Named-object pointing records
= = = =

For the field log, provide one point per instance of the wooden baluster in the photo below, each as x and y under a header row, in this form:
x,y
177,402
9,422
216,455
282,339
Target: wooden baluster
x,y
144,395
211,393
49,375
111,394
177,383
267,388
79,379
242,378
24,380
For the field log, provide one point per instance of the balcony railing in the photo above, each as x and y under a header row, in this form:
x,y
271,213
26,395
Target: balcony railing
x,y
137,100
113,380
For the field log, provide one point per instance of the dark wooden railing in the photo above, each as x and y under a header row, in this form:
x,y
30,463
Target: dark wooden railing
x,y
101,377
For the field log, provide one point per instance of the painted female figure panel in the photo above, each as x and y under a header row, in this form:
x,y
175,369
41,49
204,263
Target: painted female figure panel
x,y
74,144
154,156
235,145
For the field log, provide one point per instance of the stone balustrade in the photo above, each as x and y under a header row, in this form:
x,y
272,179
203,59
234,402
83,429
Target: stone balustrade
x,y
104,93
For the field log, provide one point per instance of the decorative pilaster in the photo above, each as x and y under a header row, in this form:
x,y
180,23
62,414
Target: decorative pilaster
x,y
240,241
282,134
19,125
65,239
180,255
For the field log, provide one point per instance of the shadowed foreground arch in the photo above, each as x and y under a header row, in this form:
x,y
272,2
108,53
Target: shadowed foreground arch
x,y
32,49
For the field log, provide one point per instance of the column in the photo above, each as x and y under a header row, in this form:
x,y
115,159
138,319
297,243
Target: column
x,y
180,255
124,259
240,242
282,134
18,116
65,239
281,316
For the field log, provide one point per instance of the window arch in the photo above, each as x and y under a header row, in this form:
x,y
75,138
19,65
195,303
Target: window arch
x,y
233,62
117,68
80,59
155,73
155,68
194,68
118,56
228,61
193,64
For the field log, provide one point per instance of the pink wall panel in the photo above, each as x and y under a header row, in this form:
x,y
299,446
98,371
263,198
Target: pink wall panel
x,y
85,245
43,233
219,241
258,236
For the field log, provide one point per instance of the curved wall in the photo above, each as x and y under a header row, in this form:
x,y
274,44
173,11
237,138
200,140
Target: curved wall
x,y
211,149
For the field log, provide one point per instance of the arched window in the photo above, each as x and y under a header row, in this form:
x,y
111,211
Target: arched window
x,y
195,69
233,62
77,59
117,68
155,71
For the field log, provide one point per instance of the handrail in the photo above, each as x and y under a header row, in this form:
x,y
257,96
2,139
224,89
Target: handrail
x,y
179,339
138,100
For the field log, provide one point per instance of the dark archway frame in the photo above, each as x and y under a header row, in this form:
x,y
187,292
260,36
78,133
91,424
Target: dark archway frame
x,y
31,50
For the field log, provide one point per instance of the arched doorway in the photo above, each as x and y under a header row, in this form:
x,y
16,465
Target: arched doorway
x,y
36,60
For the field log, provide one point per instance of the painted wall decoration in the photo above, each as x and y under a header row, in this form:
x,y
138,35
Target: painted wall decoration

= = = =

**The task**
Extract, word for word, each line of the listing above.

**Answer to this exercise**
For the field log, provide one point per instance of the wooden baluster in the photo below, each as x and y under a header row, in this form:
x,y
177,402
9,422
216,455
282,339
Target: wooden baluster
x,y
144,395
211,393
49,375
111,394
177,383
267,388
79,379
242,378
24,380
For the field log, provide one point per instance of the balcony railing in the photo above, each as x and y under a header row, in this form:
x,y
271,213
26,395
Target: balcony railing
x,y
137,100
113,380
For the field log, provide one point per instance of the dark wooden railing in the photo above, each as x and y under a header row, in this form:
x,y
30,463
Target: dark wooden railing
x,y
101,377
For the field log, provide one point per instance of the painted female figure panel in the photo above, each as x and y under a header row, in this form:
x,y
175,369
41,49
204,263
Target: painted female figure panel
x,y
74,144
154,156
235,145
For the field log, provide one point per instance of the stone balustrade in the photo above, each as x and y under a header row, in this form:
x,y
272,179
203,59
234,402
83,429
Target: stone balustrade
x,y
104,93
For the field log, provide one point per instance of the decorative pilaster in the photo above, each as x and y under a header row, in this form:
x,y
180,23
62,414
Target: decorative pilaster
x,y
240,241
282,134
19,125
65,239
180,255
For the field log, provide one point per instance of the shadowed foreground arch in the photo above, each as x and y under a header row, in this form:
x,y
272,2
108,53
Target: shadowed foreground arch
x,y
32,49
For the field log, provide one point per instance of the column in the photo above, each as x and y under a header row, in this form:
x,y
115,159
138,319
297,243
Target: column
x,y
180,255
124,259
240,242
282,134
18,116
65,239
281,316
For the field log, provide one point per instance of the window arch in the photo above, each as x and y under a header row, in this form:
x,y
75,138
19,65
195,303
Target: window arch
x,y
233,62
117,68
80,59
155,73
155,68
194,68
118,56
228,61
193,64
For the field log, provide one point per instance of the pink wall panel in the photo above, each as x and y under a header row, in this form:
x,y
299,446
98,371
263,198
Target: pink wall panel
x,y
85,245
43,233
219,241
258,236
For the field log, provide one point per instance of the curved wall in the photo above, each as x and y under a header row, in this form:
x,y
274,44
173,11
237,138
200,140
Target: curved wall
x,y
211,149
For the field log, provide one point per instance of the arched window in the photo above, each as x and y under a header row, in this form:
x,y
111,211
Target: arched window
x,y
195,69
233,62
77,59
117,68
155,71
For the field log, provide one point per instance of the handrail in the photo above, each as x and y under a header row, in this form:
x,y
257,96
2,139
224,89
Target: handrail
x,y
179,339
138,100
For the field log, provide one point per instance of the dark archway frame in the photo above, each as x and y under a header row, in this form:
x,y
187,292
260,36
78,133
91,424
Target: dark archway frame
x,y
31,50
For the field log, provide one point per instance of the arched doorway in the photo above, each as x and y under a header row, in this form:
x,y
16,465
Target: arched doorway
x,y
36,60
For the field log, provide one point per instance of the painted wall decoration in the photo above, each as x and y under a header row, in this form:
x,y
138,35
Target: painted wall decoration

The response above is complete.